(Supplied passage)

Figure 6 with 3 supplements see all
Evidence for long-term balancing selection at MLO2.

(A) Diagram of MLO2 protein in the cell membrane. Blue ovals, transmembrane domains. Top is the extracellular space. Orange dots represent amino acid differences between proteins encoded by haplogroups A and B. (B) Haplogroup identification with reference based SNP calls. Circles represent ts3-wayhqSNPs and colours represent the reference (green) and alternative (blue) SNP calls. Numbers indicate haplotype frequencies in each species. (C) Top: A diagram of the MLO2 region on scaffold 1. Grey boxes represent coding regions. Empty circles show the positions of the seven initially identified ts3-wayhqSNPs shown in (B). MLO2b gene is drawn based on the reference annotation, but alignment with orthologous genes suggested a misannotation of the last splice site acceptor leading to truncation of the annotated gene. For final alignments, the corrected annotation was used. Middle: Average read coverage by haplogroup and species (blue is C. rubella and orange is C. orientalis). Region of poor coverage in haplogroup B is highlighted with a black bar. The green and yellow bars below the coverage plots highlight the de novo assembled region and the windows from which the neighbour-joining trees were built (excluding indels, each window is 1 kb). The blue and orange circles on the tree indicate samples from each species. Black scale indicates substitutions in trees.

(Exercise set)
1/ Answer these questions using the MLO2 figure legend:
(a) In the membrane diagram, what do the orange dots represent?
(b) Which color marks the reference SNP calls?
(c) How large is each window used to build the neighbour-joining trees?
2/ Continue the MLO2 figure legend from the end of its last sentence.
The listing that follows comes from a different source than the MLO2 figure legend.

(Provided material)
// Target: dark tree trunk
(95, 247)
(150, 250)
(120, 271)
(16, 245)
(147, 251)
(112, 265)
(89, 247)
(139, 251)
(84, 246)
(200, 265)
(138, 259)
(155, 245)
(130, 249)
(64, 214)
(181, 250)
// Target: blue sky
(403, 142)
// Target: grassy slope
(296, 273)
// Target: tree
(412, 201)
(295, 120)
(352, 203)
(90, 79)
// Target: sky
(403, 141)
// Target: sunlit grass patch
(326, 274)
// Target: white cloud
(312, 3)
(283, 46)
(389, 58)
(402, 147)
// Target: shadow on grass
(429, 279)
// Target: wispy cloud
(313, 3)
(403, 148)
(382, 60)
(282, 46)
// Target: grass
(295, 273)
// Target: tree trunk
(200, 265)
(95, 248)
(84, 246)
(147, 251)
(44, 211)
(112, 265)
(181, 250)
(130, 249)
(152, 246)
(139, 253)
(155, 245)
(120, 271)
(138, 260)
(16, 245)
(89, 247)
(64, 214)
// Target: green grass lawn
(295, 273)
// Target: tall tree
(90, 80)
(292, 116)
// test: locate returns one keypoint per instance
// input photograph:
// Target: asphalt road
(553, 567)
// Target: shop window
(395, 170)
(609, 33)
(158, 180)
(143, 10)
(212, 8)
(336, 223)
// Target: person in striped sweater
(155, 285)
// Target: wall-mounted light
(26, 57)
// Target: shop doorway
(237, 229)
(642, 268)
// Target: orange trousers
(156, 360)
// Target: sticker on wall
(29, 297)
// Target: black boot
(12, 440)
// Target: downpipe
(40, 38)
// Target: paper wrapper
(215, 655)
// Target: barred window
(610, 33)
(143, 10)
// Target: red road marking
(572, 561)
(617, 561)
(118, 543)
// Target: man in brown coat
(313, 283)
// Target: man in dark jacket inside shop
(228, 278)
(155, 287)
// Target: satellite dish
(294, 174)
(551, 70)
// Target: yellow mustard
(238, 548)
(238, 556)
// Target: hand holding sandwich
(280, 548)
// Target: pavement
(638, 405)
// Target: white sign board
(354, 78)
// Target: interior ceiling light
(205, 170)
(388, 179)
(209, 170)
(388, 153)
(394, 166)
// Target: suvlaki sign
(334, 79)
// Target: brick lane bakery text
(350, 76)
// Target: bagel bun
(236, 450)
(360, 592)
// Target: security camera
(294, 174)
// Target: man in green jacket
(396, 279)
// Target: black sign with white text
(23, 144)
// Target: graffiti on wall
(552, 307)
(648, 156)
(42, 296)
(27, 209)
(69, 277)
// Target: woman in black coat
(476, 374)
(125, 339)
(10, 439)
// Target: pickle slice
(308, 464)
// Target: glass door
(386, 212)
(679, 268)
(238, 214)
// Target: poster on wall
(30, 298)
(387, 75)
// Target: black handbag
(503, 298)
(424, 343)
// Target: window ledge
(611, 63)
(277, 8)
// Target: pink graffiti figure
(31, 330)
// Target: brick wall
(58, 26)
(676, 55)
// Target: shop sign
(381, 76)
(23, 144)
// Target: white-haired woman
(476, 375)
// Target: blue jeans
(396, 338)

==

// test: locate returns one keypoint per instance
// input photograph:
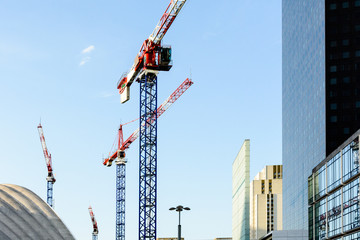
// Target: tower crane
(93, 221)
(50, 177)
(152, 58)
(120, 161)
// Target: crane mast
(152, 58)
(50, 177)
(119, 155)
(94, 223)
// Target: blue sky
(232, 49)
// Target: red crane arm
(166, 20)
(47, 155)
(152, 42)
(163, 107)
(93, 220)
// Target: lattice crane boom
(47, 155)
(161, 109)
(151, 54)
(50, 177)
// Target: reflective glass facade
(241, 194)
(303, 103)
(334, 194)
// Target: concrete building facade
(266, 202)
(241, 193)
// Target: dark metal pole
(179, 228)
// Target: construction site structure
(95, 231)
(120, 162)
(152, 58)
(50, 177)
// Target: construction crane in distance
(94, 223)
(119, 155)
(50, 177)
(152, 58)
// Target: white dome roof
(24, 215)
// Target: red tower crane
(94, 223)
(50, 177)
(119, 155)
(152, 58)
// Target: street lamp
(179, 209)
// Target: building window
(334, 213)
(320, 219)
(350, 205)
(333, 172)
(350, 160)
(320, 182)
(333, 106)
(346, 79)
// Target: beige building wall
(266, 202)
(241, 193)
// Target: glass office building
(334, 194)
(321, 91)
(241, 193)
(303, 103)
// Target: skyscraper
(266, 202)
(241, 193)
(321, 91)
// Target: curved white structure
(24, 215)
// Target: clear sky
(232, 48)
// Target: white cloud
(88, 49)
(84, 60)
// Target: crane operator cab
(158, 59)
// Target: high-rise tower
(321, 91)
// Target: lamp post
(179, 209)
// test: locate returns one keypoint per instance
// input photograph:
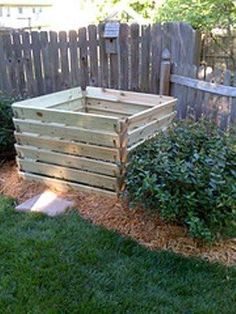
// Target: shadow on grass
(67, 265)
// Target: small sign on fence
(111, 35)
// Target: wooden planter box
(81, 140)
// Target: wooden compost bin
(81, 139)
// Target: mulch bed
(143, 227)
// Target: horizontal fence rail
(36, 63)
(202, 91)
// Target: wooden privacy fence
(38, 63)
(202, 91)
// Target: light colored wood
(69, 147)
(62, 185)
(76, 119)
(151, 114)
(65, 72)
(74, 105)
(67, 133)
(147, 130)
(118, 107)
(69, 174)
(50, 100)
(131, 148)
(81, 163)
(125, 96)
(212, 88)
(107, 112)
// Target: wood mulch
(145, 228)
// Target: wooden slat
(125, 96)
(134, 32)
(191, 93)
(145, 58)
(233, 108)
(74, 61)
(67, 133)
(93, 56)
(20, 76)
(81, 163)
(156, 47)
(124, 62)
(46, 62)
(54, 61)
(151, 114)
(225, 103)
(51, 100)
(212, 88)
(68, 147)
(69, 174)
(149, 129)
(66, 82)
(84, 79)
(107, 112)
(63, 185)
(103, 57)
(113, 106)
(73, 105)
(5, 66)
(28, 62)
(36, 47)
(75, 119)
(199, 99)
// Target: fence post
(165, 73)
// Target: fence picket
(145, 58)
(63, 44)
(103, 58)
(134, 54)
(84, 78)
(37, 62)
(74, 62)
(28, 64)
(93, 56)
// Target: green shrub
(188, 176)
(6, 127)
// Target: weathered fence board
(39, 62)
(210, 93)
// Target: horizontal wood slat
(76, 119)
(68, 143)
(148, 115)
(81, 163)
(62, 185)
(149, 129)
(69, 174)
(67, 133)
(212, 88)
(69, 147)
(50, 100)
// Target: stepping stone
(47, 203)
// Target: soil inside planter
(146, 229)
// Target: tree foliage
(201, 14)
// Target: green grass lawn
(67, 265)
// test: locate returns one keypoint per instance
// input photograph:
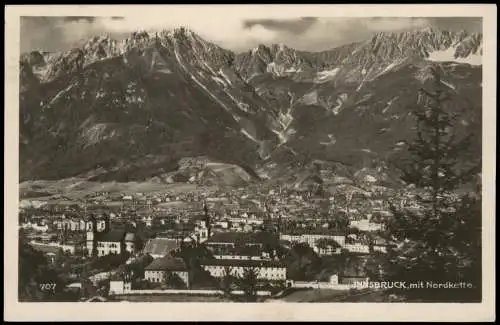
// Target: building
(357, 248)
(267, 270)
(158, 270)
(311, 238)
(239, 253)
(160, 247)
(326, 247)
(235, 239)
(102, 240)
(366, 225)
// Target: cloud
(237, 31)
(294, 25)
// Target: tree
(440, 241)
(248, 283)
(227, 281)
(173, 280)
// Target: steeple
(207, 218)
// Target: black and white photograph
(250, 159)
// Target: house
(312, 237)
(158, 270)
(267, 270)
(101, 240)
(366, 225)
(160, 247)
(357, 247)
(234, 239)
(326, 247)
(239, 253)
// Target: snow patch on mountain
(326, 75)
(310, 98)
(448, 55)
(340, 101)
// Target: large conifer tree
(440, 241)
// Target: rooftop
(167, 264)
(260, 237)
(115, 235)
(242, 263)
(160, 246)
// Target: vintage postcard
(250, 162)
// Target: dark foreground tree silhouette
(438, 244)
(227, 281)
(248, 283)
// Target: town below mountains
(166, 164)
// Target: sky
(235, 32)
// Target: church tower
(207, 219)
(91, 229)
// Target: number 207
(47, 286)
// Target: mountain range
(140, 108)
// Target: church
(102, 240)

(Numbered answers)
1/
(a) Amino acid differences between the proteins encoded by haplogroups A and B.
(b) Green.
(c) Each window is 1 kb, excluding indels.

2/
https://doi.org/10.7554/eLife.43606.031

MLO2 encodes a seven-transmembrane domain protein with a conserved role in plant disease susceptibility (Figure 6A) (Consonni et al., 2006). The C. rubella MLO2 locus has experienced a tandem duplication, resulting in two genes, MLO2a and MLO2b. Although both homologs are sufficiently diverged to be accessible to unambiguous read mapping, all six ts3-wayhqSNPs were in MLO2b (Figure 6B–C). In C. rubella and C. orientalis, the ts3-wayhqSNPs were arranged in five different haplotypes, which we collapsed into three related haplogroups, A, B and C (Figure 6B). The reference haplogroup A was most frequent in both species.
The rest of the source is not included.